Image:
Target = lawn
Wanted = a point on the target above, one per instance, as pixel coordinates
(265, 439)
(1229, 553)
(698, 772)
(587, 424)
——
요구 사항:
위 자료의 모든 줄을 한 글자도 바꾸지 말고 그대로 옮겨 적으세요.

출력 결과:
Image:
Target = lawn
Wanted = a point on the target above, one per instance, as pixel coordinates
(265, 439)
(1229, 553)
(698, 772)
(587, 424)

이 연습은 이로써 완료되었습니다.